La tendenza è stata documentata dall’autorevole rivista Archives of General Psychiatry, che ha indicato cifre molto significative: le cure medico-pscologiche oggi in corso nella grande nazione, si attestano sul 29% mentre dieci anni fa la percentuale era intorno al 44%.
Sono sempre di più gli psichiatri specializzati in terapie farmacologiche, mentre diminuiscono quelli che al centro della loro terapia hanno la parola, che cura e prende in carico il sé del paziente.
Ci sono molte motivazioni alla base di questo radicale cambiamento, tra cui anche quello delle compagnie assicuratrici americane che non rimborsano più il costo delle sedute, ma solamente quello dei farmaci.
“ Se sei ricco e abiti a Manhattan “ ha dichiarato il dottor Mojtabai - “ è più facile risolvere i traumi infantili presso lo studio di qualche psicoanalista “. Più difficile per un navajo in Arizona.
La diffusione e il facile ricorso al farmaco in America ha radici antiche, dal momento che sin dall’infanzia e fino alla senescenza il cittadino è abituato a considerarlo rimedio risolutivo, e alle scuole elementari le insegnanti chiamano i genitori per consigliare farmaci per contenere l’iperattività dei bambini.

> [Consegna]:
Modifica il passo del testo sulle cure psichiatriche in America che va da "Ci sono molte" fino a "l’iperattività dei bambini." compreso, sostituendo "compagnie assicuratrici" con "assicurazioni sanitarie".

Elementi tratti da una fonte di dati

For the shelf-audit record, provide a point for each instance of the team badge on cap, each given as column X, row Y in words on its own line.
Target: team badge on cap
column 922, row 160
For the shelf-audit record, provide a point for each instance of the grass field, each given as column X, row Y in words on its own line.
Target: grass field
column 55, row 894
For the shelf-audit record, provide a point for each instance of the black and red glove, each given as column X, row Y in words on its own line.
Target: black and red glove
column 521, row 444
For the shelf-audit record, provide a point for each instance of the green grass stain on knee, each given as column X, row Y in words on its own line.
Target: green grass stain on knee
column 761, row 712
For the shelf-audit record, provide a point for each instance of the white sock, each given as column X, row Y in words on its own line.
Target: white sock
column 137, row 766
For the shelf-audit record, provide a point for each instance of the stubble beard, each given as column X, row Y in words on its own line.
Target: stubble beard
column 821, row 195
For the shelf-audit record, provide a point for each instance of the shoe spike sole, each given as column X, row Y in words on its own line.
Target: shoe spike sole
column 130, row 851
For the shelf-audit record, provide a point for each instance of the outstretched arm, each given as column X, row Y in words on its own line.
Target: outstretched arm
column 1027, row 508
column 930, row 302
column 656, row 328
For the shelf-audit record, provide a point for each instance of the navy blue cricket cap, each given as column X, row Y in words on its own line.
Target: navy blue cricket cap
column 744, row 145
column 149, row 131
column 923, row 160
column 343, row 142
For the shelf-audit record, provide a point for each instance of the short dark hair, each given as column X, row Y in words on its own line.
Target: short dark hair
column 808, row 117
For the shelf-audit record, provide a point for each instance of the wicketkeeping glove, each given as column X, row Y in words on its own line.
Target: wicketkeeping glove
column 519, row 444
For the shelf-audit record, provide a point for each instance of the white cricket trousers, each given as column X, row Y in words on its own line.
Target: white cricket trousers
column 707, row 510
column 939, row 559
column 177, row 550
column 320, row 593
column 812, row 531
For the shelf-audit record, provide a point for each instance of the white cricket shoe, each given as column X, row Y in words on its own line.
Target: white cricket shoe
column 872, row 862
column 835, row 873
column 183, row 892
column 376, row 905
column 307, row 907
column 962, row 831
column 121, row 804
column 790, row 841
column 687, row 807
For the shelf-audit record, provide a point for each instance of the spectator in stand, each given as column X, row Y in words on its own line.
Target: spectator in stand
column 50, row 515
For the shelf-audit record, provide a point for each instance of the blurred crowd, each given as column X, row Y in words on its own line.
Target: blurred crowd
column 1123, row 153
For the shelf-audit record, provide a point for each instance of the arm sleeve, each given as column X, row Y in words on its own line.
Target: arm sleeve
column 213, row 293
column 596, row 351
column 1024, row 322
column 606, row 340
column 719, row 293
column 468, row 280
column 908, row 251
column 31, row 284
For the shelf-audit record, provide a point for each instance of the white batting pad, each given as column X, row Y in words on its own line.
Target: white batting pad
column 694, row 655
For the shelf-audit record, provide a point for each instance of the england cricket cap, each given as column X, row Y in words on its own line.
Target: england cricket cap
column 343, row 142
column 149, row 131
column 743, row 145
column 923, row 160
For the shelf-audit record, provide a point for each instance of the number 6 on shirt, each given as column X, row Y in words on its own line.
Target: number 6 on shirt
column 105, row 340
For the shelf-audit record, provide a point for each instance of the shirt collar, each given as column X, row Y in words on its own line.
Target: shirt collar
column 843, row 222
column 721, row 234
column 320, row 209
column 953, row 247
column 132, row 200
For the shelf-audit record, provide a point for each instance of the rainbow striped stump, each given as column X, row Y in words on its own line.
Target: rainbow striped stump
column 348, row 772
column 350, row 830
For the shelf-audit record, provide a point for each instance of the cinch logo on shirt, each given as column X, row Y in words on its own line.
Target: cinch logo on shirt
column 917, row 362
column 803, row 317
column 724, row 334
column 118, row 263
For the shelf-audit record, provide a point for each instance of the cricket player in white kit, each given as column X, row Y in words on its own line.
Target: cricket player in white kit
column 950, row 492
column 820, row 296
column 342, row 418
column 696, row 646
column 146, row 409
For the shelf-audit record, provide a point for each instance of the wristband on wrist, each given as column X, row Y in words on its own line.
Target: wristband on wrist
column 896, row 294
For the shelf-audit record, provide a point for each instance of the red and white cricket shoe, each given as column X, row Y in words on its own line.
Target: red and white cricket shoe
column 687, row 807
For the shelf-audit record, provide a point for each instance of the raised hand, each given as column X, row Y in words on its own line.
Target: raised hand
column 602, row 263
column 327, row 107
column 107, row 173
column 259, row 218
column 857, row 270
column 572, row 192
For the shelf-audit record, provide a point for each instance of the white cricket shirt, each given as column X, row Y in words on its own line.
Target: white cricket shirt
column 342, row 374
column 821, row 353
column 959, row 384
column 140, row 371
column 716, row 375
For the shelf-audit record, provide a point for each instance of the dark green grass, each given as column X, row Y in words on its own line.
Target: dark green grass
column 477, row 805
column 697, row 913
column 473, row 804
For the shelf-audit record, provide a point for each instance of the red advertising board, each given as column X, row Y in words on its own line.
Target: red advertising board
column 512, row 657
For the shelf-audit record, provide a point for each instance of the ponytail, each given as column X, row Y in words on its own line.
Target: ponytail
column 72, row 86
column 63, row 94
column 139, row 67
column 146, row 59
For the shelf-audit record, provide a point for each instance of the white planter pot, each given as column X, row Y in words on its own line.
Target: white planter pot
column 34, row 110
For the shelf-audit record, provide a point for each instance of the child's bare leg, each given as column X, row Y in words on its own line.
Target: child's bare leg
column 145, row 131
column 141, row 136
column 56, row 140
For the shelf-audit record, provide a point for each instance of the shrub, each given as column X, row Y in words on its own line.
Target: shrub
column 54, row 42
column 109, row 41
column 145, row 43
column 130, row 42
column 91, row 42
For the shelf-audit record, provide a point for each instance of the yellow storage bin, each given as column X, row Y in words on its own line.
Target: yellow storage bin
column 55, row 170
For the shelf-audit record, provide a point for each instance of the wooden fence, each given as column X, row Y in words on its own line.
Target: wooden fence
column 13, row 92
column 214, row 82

> [Risultato]:
Ci sono molte motivazioni alla base di questo radicale cambiamento, tra cui anche quello delle assicurazioni sanitarie americane che non rimborsano più il costo delle sedute, ma solamente quello dei farmaci.
“ Se sei ricco e abiti a Manhattan “ ha dichiarato il dottor Mojtabai - “ è più facile risolvere i traumi infantili presso lo studio di qualche psicoanalista “. Più difficile per un navajo in Arizona.
La diffusione e il facile ricorso al farmaco in America ha radici antiche, dal momento che sin dall’infanzia e fino alla senescenza il cittadino è abituato a considerarlo rimedio risolutivo, e alle scuole elementari le insegnanti chiamano i genitori per consigliare farmaci per contenere l’iperattività dei bambini.